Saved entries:

*** Block opens ***

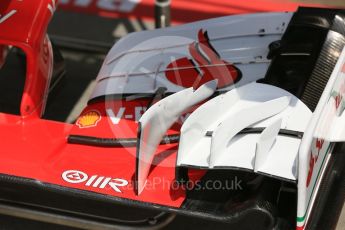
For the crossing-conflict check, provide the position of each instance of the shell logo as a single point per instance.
(89, 119)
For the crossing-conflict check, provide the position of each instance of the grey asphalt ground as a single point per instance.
(82, 69)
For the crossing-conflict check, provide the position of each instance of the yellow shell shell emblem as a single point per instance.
(89, 119)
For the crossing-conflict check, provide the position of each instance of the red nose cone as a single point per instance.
(205, 65)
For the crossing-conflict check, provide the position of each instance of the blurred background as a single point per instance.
(85, 30)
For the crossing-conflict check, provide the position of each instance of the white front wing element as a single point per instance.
(211, 137)
(158, 119)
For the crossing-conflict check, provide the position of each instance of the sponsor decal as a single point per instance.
(204, 65)
(89, 119)
(95, 181)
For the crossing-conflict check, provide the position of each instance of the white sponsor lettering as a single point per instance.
(110, 5)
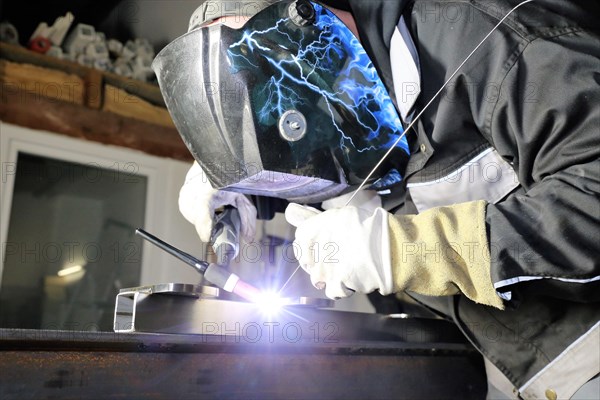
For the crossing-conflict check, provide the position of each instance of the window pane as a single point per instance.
(71, 243)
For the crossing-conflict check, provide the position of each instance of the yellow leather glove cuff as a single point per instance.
(443, 251)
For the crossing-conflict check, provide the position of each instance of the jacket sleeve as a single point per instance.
(547, 122)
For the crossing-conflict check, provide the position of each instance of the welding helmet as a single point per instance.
(289, 105)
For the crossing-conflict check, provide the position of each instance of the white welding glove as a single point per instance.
(198, 202)
(440, 252)
(344, 249)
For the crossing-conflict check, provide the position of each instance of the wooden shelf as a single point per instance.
(47, 93)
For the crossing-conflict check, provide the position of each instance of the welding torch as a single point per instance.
(214, 273)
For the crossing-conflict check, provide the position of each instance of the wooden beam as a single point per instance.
(35, 111)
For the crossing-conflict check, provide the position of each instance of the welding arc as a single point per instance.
(364, 182)
(199, 265)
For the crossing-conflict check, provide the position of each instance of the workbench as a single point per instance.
(41, 364)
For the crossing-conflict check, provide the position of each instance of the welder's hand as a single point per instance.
(344, 249)
(198, 202)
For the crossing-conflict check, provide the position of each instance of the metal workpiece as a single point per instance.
(188, 310)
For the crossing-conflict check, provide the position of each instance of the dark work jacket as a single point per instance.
(531, 94)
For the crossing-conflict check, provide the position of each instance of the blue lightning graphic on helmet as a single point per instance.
(321, 64)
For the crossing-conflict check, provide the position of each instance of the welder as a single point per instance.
(487, 208)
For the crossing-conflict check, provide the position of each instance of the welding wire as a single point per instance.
(289, 279)
(364, 182)
(199, 265)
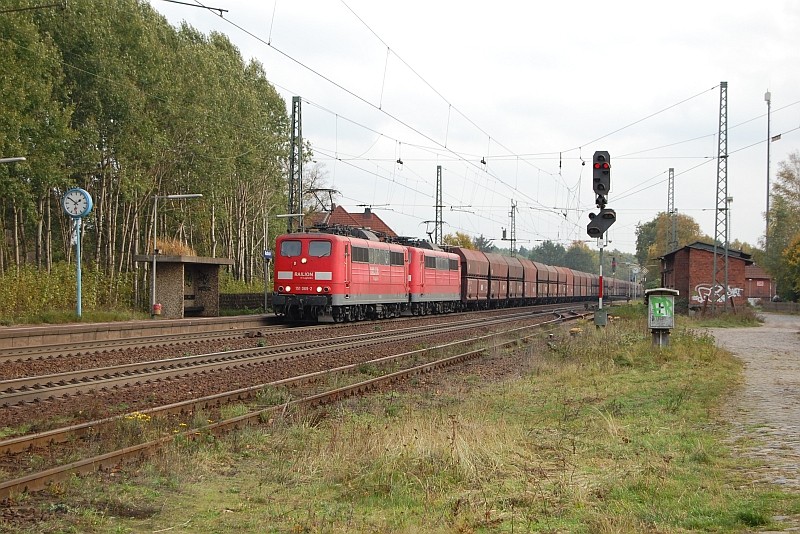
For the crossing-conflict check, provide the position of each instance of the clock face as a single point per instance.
(77, 203)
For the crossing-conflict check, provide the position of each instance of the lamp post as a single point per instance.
(155, 249)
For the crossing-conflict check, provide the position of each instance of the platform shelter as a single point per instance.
(186, 285)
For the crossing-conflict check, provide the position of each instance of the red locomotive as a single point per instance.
(357, 278)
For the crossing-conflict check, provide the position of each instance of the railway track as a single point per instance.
(77, 433)
(59, 385)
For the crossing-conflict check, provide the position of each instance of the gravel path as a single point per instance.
(764, 413)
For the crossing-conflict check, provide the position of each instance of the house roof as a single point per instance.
(709, 247)
(341, 217)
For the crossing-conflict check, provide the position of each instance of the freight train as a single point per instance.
(359, 277)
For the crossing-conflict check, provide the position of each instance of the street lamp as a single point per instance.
(155, 249)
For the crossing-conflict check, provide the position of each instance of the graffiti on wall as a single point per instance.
(714, 293)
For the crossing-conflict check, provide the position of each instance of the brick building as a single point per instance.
(757, 283)
(690, 271)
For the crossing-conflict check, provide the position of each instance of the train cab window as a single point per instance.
(319, 249)
(291, 248)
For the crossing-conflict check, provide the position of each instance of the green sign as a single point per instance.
(662, 311)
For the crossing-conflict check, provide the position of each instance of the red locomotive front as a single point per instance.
(343, 277)
(434, 281)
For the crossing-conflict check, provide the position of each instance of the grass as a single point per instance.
(601, 433)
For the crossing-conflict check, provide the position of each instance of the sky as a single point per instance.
(532, 89)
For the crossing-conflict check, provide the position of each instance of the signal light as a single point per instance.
(601, 222)
(601, 176)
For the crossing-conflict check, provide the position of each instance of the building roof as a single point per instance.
(709, 247)
(341, 217)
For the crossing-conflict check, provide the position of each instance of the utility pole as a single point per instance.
(721, 227)
(296, 166)
(513, 228)
(437, 236)
(768, 99)
(672, 241)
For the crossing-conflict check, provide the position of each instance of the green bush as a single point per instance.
(31, 292)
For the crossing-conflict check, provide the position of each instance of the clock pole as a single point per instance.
(78, 308)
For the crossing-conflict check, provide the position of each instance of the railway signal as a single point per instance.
(601, 176)
(601, 222)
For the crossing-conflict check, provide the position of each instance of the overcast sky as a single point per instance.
(534, 89)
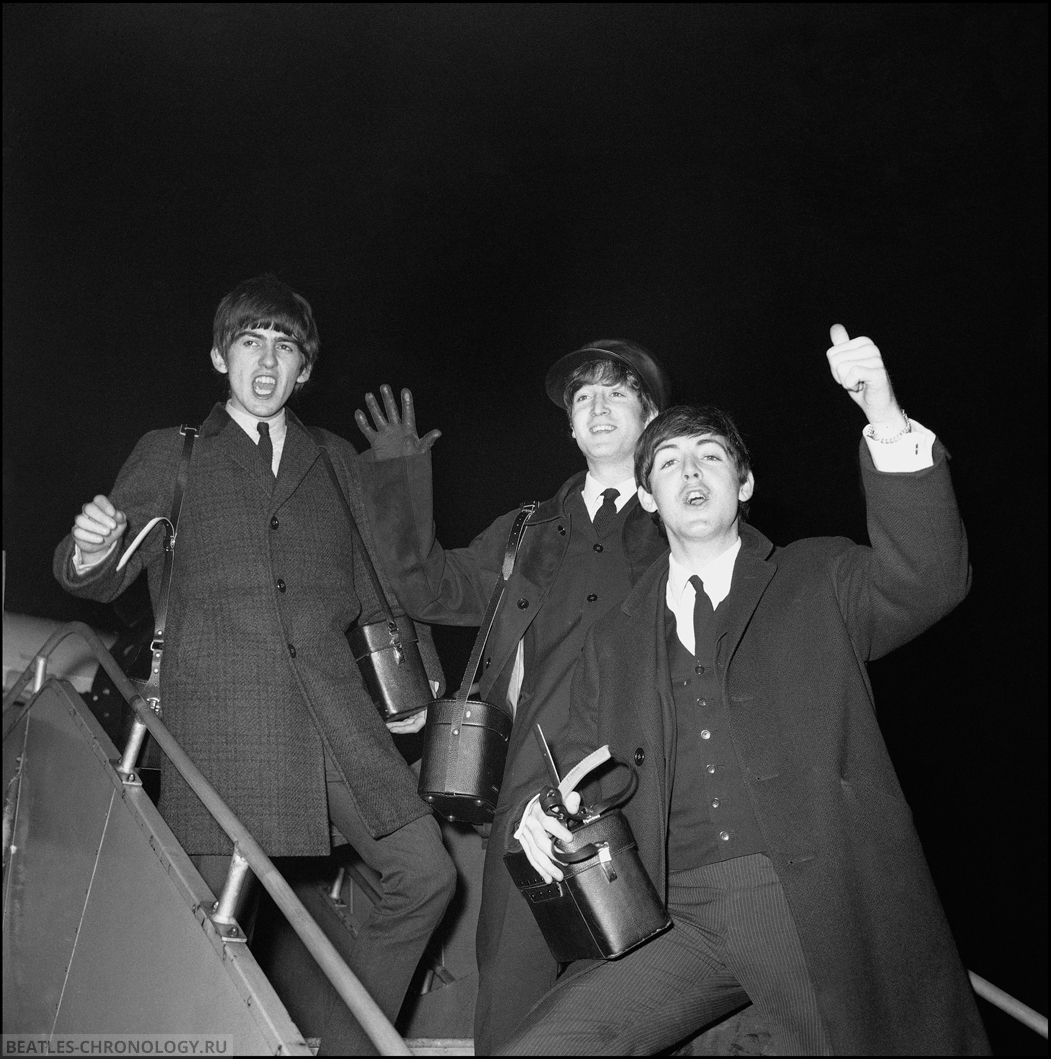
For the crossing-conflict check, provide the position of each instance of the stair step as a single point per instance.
(441, 1046)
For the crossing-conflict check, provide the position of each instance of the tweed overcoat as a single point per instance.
(257, 677)
(802, 621)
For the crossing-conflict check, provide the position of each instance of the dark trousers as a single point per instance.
(733, 940)
(417, 879)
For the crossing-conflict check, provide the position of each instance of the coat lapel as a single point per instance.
(752, 573)
(235, 445)
(300, 454)
(645, 605)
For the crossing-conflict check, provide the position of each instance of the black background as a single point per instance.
(465, 192)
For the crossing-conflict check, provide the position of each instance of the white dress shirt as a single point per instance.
(910, 452)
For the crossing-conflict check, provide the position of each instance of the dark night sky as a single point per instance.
(464, 192)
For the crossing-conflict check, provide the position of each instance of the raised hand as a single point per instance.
(392, 434)
(98, 525)
(857, 365)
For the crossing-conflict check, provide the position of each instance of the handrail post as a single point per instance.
(224, 915)
(126, 768)
(39, 672)
(336, 890)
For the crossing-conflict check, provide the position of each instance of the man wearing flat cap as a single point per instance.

*** Block closes ***

What is being asked:
Print every record above exactly, but no pictures.

Exercise output:
For the crossing-conflict check, provide the position of each instance of the shell logo as a single point per instance.
(89, 119)
For the crossing-conflict check, provide the position of each instance of the grey asphalt ground as a single point per instance.
(82, 69)
For the crossing-conflict check, provide the position of each instance of the yellow shell shell emblem as a single point per instance.
(89, 119)
For the crossing-conflict check, provide the position of each instance of the red nose cone as a single point per instance.
(205, 65)
For the crossing-conflict check, provide the position of each instance of the blurred background as a single point per instance.
(85, 30)
For the crossing-conflict check, provide the position of each instance of the white front wing element as a single point per instance.
(211, 137)
(158, 119)
For the crossing-conflict check, provide the position of each instance of the sponsor decal as a single point per instance.
(204, 65)
(89, 119)
(95, 181)
For the crossing-conflict check, provide the position of each instance of the white sponsor lettering as a single point per instance.
(110, 5)
For the crossing-conflict check, provide the position of each instance of the window pane as a single point per instance.
(71, 243)
For the crossing-conflict check, provide the position of each instance of the yellow leather glove cuff as a single point per instance.
(443, 251)
For the crossing-conflict check, provide the position of each instance of the jacket sleeve as a single point per instance.
(547, 122)
For the crossing-conflict check, provide the position of each instance of the welding helmet as a single point per instance.
(289, 105)
For the crossing-conflict check, provide the position of each instance of the white welding glove as a single point per instance.
(198, 202)
(440, 252)
(344, 249)
For the crossing-conflict check, provide the position of each instance of the wooden shelf as a single point per instance.
(47, 93)
For the crossing-conflict check, provide the position of each instance of the welding torch as a single point per instance.
(214, 273)
For the crossing-conflict check, provide the position of each instance of the wooden beam as a single point per instance.
(35, 111)
For the crossing-conflict check, provide the position of each instance of the welding arc as a single point per instance.
(364, 182)
(199, 265)
For the crossing-conflict check, provide the position of each instance of the workbench as a single point per instance.
(41, 364)
For the crossing-conflict check, provide the position of each instance of the welder's hand as a single point per instance.
(344, 249)
(198, 202)
For the crossing-conflict check, provide the position of each instance of the metal workpiece as a single point per instance.
(188, 310)
For the crossing-conflict check, provide the position of each instance of the dark work jacket as a single point per instance.
(531, 94)
For the crossing-conflict check, provide the position of each instance of the blue lightning graphic on helmet as a single point per instance.
(321, 64)
For the crossing-conflict check, provide the position of each instance of the welder as a single point per instance.
(487, 208)
For the crossing-conflict check, provide the position of each instance of the welding wire as a single point per instance.
(289, 279)
(364, 182)
(199, 265)
For the crossing-conflict check, provide the position of each instance of the clock face as a single point per instance.
(77, 203)
For the crossing-conflict check, provide the position of each instance of the lamp post as a single point per instance.
(155, 249)
For the crossing-conflict check, provide the position of each instance of the platform shelter as a single point per instance.
(186, 285)
For the crossing-conflict check, provide the position of each instance of the red locomotive as a single point per instance.
(357, 278)
For the crossing-conflict check, provide the position of each instance of the railway track as a single point per instance.
(77, 433)
(59, 385)
For the crossing-conflict check, provide the position of each instance of the gravel path as a single point per instance.
(764, 413)
For the crossing-conflict check, provide the position of each instance of the house roof as a single point per instance.
(709, 247)
(341, 217)
For the crossing-conflict check, provide the position of each instance of the freight train as a single point per instance.
(359, 277)
For the crossing-conflict check, provide the position of each instance of the street lamp as a single point per instance.
(155, 249)
For the crossing-conflict check, provide the position of each instance of the graffiti on wall as a single point per instance.
(714, 293)
For the crossing-conflict check, provide the position of each instance of the brick building as a single point per instance.
(757, 283)
(690, 271)
For the crossing-conflict check, provide the position of each instance of the train cab window as a single point per instance.
(319, 249)
(291, 248)
For the crossing-conflict check, provide the position of each instance of the green sign as a single point per instance.
(662, 311)
For the crossing-conflict check, provide the position of each instance of the red locomotive front as a single point per instance.
(343, 277)
(434, 281)
For the crossing-conflict check, provide the position of each instance of the grass as a single point per instance.
(601, 433)
For the crossing-conflict check, provide the position of each instance of the sky as a single point per instance.
(532, 89)
For the crossing-conflict check, provide the position of each instance of the signal light as a single point per instance.
(601, 222)
(601, 176)
For the crossing-conflict check, provide the position of each instance of the building roof as a single point per instance.
(709, 247)
(341, 217)
For the crossing-conflict check, provide the position of each instance of the utility pole as a single point per instance.
(721, 227)
(296, 166)
(513, 228)
(437, 236)
(768, 99)
(672, 241)
For the crossing-conflict check, provide the position of each instance of the green bush as a single point per instance.
(31, 292)
For the crossing-conflict check, provide the position of each instance of the clock pole as a single point per instance.
(78, 308)
For the crossing-conflict check, provide the position of each instance of the railway signal as a single point per instance.
(601, 176)
(601, 222)
For the crossing-conflict check, provide the position of each instance of the overcast sky as a single point per instance.
(534, 89)
For the crossing-conflict check, provide the position of each instance of the stair step as a single point per instance.
(441, 1046)
For the crossing-conflict check, provide the position of each instance of the tweed overcoat as a single point per instance.
(257, 677)
(802, 621)
For the crossing-conflict check, provide the position of each instance of the dark trousers as a single point per instance.
(733, 940)
(417, 879)
For the crossing-conflict check, provide the position of each instance of the coat lapel as a single point per instance.
(752, 573)
(235, 445)
(300, 454)
(645, 605)
For the crossing-conflict check, provide the position of each instance of the black background as a single point per instance.
(465, 192)
For the crossing-conflict check, provide the position of each instance of the white dress shirt as a single point per instance.
(910, 452)
For the crossing-conflict check, provide the position of each instance of the dark night sky as a single point per instance.
(464, 192)
For the crossing-conflict check, provide the position of each instance of the raised hand as a single point per instance.
(392, 434)
(98, 525)
(857, 365)
For the crossing-conflict check, provide the position of each instance of the handrail post as a single point per instance.
(224, 915)
(126, 768)
(39, 672)
(336, 890)
For the crossing-conflict check, provide the position of each instance of the man wearing flat cap as a single point per instance.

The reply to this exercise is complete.